Reading text
::::

These series of preferred stock are described in the joint proxy
statement/prospectus relating to the special meetings of Fifth Third's and Old
Kent's shareholders in connection with that merger. Fifth Third will provide you
with a copy of the description of such series D and series E preferred stock
contained in such proxy statement upon your request delivered in accordance with
the procedures described under "Where You Can Find More Information."

                                       14


     Pursuant to Fifth Third's articles of incorporation the Fifth Third board
of directors may, without further action of Fifth Third's shareholders, (a)
divide into one or more new series the authorized shares of Fifth Third
preferred stock which have not previously been designated, (b) fix the number of
shares constituting any such new series, and (c) fix the dividend rates, payment
dates, whether dividend rights shall be cumulative or non-cumulative, conversion
rights, redemption rights (including sinking fund provisions) and liquidation
preferences. Except as otherwise provided by law, holders of any series of Fifth
Third preferred stock shall not be entitled to vote on any matter.

Change of Control Provisions

     The articles of incorporation and code of regulations of Fifth Third
contain various provisions which could make more difficult a change-of-control
of Fifth Third or discourage a tender offer or other plan to restructure Fifth
Third. The ability of Fifth Third to issue shares of Fifth Third preferred stock
may have the effect of delaying, deferring or preventing a change-of-control of
Fifth Third. Fifth Third's classified board of directors may also make it more
difficult for a shareholder to acquire immediate control of Fifth Third.
Additionally, Ohio law contains provisions which would also make more difficult
a change-of-control of Fifth Third or discourage a tender offer or other plan to
restructure Fifth Third. The following discussion of some of these provisions is
qualified in its entirety by reference to those particular statutory and
regulatory provisions.

::::

Stored rows
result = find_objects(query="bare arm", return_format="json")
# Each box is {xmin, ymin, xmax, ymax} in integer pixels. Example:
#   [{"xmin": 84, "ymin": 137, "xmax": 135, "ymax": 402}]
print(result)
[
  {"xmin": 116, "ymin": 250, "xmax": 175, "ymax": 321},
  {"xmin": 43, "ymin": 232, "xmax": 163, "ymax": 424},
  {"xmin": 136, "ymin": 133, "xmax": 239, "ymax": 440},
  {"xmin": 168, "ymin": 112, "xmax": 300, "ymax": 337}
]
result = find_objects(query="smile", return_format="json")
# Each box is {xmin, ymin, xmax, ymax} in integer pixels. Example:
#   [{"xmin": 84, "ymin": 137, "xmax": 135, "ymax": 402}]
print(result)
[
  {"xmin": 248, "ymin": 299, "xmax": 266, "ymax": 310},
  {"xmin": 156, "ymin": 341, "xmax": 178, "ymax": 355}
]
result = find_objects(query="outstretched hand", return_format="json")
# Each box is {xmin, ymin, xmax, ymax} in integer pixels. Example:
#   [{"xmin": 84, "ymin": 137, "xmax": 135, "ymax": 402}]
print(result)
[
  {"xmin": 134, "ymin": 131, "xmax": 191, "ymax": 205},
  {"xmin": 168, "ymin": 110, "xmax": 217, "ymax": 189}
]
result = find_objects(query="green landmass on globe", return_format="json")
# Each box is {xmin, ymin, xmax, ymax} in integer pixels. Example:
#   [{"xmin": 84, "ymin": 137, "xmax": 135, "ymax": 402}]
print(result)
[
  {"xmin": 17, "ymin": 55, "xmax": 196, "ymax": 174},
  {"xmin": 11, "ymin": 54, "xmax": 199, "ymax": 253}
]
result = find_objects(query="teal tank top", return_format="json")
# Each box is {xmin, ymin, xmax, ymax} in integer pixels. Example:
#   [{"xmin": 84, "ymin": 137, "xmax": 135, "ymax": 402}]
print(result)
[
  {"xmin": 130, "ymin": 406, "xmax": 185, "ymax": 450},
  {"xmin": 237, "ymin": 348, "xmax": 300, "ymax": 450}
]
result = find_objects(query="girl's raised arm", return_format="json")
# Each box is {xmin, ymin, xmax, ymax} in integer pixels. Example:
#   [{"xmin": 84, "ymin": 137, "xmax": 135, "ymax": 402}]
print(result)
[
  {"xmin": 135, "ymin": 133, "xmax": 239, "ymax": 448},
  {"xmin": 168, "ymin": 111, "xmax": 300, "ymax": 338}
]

::::

Goal A
What can Fifth Third's classified board of directors make more difficult, according to the Fifth Third excerpt?
Goal B
Write out everything from "The articles of" down to "regulatory provisions." in the Fifth Third excerpt, substituting "proxy contest" for each "tender offer".

Output A
It can make it more difficult for a shareholder to acquire immediate control of Fifth Third.

Output B
The articles of incorporation and code of regulations of Fifth Third
contain various provisions which could make more difficult a change-of-control
of Fifth Third or discourage a proxy contest or other plan to restructure Fifth
Third. The ability of Fifth Third to issue shares of Fifth Third preferred stock
may have the effect of delaying, deferring or preventing a change-of-control of
Fifth Third. Fifth Third's classified board of directors may also make it more
difficult for a shareholder to acquire immediate control of Fifth Third.
Additionally, Ohio law contains provisions which would also make more difficult
a change-of-control of Fifth Third or discourage a proxy contest or other plan to
restructure Fifth Third. The following discussion of some of these provisions is
qualified in its entirety by reference to those particular statutory and
regulatory provisions.